** START EXTRACT TO READ **
Alixanther wrote: .... While I agree US was more mechanized than Germany, don't let us forget that the private sector of the US economy was prevalent and you could not make it, at the twist of a finger, give a 100% output for war preparation and materials. Germany was also a private economy but, given the major economic decision-makers were included in the "bureau" of war, it was an economy more prone to give a better output (albeit from a lower level) of war materials. US followed Germany's trend but never reached (nor it required, to be fully honest) the degree of dependency towards war output of Germany.
I'm not so sure this is the case. The German economy was in some ways disfunctional. In the US however there was a lot of cooperation. The US insured this by way of controllling access to limited resources. Indeed while the percentage of US industry engaged in manufacturing war materials never reached the levels of German industry it was from what I've read enough more efficient that one could not reasonable contend that German output was "better".
At the start of the war, Germany was in a very precarious situation which improved over the time, due mainly to conquest of France (industrial output), Norway(raw materials and securing Sweden steel), bringing Romania into the Pact of Steel (oil, military assistance), conquering Poland and Ukraine (coal, food and a bit of oil).
** END EXTRACT TO READ **
** START GIVEN RECORDS **
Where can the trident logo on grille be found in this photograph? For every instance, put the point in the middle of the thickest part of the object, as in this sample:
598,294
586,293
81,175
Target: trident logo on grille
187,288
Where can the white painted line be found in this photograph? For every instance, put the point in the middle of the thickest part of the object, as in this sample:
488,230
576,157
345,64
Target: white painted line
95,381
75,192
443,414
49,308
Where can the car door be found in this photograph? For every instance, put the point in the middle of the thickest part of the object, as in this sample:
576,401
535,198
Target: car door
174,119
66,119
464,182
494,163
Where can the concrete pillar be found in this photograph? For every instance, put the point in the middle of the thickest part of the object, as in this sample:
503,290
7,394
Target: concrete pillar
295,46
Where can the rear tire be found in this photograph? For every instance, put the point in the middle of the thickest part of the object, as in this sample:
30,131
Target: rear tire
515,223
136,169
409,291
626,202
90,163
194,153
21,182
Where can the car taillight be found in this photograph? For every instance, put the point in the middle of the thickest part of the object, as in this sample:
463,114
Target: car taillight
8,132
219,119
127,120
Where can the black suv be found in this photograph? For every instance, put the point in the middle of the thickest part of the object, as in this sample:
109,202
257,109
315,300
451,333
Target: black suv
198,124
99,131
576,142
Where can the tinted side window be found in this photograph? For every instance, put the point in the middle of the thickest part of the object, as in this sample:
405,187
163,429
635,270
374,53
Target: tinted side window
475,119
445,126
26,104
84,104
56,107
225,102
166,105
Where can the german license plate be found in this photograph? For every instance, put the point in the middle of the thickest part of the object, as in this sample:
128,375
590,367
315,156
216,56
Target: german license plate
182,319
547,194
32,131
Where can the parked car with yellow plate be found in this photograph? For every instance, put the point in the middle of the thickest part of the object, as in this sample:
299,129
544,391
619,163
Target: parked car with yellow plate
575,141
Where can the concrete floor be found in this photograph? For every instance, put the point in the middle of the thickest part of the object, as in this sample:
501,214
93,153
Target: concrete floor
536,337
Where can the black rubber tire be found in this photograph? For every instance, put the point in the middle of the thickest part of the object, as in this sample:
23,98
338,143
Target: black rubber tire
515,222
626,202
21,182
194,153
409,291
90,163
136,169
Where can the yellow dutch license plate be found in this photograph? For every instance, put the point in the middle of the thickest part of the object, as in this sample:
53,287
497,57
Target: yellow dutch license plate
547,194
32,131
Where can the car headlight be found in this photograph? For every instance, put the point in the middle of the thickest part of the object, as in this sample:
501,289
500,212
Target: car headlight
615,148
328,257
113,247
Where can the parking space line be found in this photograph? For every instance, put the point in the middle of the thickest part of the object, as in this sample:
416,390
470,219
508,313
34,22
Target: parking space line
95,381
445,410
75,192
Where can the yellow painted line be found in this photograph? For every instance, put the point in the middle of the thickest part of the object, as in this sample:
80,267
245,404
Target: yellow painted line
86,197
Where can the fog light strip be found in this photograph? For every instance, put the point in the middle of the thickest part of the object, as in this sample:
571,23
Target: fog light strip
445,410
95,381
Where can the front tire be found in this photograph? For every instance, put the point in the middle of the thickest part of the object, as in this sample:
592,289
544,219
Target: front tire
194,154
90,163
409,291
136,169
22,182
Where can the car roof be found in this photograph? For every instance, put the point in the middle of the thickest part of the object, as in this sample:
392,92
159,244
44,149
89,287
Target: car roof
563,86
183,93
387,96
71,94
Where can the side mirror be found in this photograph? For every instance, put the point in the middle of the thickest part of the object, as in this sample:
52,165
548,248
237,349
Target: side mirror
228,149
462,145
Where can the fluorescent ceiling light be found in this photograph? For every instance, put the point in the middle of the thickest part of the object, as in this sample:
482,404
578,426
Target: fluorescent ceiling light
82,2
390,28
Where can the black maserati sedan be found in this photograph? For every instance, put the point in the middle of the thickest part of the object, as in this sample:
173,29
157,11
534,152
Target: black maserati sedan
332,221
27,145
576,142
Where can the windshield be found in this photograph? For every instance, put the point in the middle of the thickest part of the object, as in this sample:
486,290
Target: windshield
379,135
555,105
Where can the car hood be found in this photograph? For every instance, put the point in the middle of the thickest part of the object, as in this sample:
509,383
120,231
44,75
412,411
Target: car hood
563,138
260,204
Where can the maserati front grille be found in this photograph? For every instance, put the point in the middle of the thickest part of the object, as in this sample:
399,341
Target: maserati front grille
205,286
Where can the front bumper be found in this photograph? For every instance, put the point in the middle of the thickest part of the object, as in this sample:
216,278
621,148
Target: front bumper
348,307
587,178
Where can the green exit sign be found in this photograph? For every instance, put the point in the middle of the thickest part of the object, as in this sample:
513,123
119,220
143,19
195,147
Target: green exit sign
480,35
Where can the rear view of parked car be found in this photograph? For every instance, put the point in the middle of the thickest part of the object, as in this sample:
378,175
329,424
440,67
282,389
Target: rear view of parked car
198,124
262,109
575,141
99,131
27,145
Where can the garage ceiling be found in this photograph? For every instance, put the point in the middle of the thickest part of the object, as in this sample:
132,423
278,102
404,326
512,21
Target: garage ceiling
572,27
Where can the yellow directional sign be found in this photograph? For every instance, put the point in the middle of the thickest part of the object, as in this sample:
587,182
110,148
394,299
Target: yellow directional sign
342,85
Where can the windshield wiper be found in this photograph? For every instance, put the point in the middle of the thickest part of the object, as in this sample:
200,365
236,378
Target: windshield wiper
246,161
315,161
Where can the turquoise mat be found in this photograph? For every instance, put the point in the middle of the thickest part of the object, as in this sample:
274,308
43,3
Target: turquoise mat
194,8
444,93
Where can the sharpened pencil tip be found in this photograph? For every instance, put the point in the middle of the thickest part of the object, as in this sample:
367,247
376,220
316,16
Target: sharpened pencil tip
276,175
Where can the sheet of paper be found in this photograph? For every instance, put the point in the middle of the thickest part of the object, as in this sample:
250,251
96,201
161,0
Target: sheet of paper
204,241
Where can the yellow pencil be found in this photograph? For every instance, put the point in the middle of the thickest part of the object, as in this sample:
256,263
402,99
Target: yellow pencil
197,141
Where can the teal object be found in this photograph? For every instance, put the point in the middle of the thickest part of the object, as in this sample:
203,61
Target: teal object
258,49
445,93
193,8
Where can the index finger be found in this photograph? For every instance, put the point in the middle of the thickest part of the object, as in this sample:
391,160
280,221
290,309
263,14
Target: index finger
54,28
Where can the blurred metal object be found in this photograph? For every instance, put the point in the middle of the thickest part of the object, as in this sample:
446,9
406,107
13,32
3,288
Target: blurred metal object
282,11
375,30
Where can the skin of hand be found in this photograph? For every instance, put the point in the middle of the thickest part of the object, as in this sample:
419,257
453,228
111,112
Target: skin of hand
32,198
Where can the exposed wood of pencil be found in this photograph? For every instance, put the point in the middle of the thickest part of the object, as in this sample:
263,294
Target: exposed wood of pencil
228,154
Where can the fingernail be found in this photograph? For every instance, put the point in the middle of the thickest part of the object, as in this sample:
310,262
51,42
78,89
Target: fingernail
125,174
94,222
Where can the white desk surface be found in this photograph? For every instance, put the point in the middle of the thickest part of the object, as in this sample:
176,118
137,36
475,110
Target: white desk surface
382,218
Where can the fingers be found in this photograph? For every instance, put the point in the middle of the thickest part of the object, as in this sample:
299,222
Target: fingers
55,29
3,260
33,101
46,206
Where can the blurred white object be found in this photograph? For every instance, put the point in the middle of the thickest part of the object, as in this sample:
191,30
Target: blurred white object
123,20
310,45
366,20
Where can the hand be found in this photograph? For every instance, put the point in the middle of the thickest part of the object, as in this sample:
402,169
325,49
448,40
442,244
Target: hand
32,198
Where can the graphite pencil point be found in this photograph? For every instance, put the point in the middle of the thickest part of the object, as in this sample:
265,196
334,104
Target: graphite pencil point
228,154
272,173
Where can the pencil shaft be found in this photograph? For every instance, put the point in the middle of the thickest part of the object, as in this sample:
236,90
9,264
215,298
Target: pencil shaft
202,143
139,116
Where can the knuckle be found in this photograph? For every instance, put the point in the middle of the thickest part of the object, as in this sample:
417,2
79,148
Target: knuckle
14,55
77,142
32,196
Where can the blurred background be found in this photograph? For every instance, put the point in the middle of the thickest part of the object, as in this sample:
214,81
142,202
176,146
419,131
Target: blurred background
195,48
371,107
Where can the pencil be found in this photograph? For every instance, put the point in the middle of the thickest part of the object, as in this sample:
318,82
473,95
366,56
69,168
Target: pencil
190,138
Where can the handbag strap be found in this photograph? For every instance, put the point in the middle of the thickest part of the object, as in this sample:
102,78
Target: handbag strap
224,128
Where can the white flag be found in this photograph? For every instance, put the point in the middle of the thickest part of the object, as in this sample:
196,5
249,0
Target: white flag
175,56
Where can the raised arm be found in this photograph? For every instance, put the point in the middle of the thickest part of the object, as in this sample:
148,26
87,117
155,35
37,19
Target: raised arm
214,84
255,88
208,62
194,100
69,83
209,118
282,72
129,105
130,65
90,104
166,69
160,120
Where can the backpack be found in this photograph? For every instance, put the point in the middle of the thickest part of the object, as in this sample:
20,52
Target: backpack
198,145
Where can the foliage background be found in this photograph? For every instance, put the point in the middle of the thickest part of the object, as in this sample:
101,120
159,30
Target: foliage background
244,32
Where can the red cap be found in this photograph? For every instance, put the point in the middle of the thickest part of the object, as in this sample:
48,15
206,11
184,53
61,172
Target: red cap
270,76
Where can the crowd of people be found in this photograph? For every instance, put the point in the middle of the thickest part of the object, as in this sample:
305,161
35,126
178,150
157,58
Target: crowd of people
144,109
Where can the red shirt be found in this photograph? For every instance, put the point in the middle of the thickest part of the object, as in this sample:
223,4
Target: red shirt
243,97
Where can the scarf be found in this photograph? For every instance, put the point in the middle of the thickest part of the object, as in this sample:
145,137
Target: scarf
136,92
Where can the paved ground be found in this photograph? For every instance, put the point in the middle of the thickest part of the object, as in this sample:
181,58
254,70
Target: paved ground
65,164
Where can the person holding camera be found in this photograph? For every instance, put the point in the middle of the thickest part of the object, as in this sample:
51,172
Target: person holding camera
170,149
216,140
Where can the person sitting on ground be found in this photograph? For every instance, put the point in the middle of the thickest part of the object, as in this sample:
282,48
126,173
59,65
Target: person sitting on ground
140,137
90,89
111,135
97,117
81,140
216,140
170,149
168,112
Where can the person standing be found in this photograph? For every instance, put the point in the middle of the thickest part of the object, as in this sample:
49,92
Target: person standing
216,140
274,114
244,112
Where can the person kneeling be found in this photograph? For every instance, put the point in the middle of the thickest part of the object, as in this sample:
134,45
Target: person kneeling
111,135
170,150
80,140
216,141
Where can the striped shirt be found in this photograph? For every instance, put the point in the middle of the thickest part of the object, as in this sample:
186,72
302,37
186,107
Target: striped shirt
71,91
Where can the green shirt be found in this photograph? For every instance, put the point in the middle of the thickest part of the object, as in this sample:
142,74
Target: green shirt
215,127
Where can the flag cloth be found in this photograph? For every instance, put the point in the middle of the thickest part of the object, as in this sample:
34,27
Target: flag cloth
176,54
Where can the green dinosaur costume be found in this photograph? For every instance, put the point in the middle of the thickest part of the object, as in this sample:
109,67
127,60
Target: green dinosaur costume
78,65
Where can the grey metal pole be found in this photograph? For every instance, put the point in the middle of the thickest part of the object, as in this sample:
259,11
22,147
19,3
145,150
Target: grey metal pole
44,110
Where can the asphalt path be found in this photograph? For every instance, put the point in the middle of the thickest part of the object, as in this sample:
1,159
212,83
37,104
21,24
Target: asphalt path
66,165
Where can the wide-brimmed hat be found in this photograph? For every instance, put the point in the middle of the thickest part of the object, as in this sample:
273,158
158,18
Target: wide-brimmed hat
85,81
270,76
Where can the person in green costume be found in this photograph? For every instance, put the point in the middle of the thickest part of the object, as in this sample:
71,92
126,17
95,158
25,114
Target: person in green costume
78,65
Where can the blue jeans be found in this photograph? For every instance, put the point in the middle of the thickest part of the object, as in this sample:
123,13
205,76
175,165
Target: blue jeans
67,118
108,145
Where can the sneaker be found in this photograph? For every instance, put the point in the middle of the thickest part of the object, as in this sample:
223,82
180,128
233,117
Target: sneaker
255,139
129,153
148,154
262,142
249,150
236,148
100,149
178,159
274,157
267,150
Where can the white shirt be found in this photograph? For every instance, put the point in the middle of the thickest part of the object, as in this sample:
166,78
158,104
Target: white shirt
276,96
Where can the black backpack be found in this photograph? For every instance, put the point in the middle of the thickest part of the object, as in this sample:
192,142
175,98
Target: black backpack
** END GIVEN RECORDS **
— PROBLEMS TO SOLVE —
a: In the passage on the wartime German and US economies, edit the span that begins at the words "At the start" and stops after "bit of oil).", giving it again with "precarious" replaced by "difficult".
b: Proceed with the passage on the wartime German and US economies, writing on from its final sentence.

— RESPONSES BY TASK —
a:
At the start of the war, Germany was in a very difficult situation which improved over the time, due mainly to conquest of France (industrial output), Norway(raw materials and securing Sweden steel), bringing Romania into the Pact of Steel (oil, military assistance), conquering Poland and Ukraine (coal, food and a bit of oil).

b:
Again it is very disputable that it improved over time. Certainly Germany got access to additional resources however the demand for those resources also increased and the utilzation of some of them (in particular labor) was far from efficient (drafting many of the experianced coal miners for example). One need only look at food or gasoline rationing to get a good picture of t his.
... Population of Western European countries conquered (or brought into submission) by the 3rd Reich were "spoiled" with a particularly high standard of living (possibly even higher than US) which made matters worse when Germans tried to switch those economies from "butter" position to "guns" position. Germany itself wasn't willing to abandon the newly acquired living standards for a total war economy.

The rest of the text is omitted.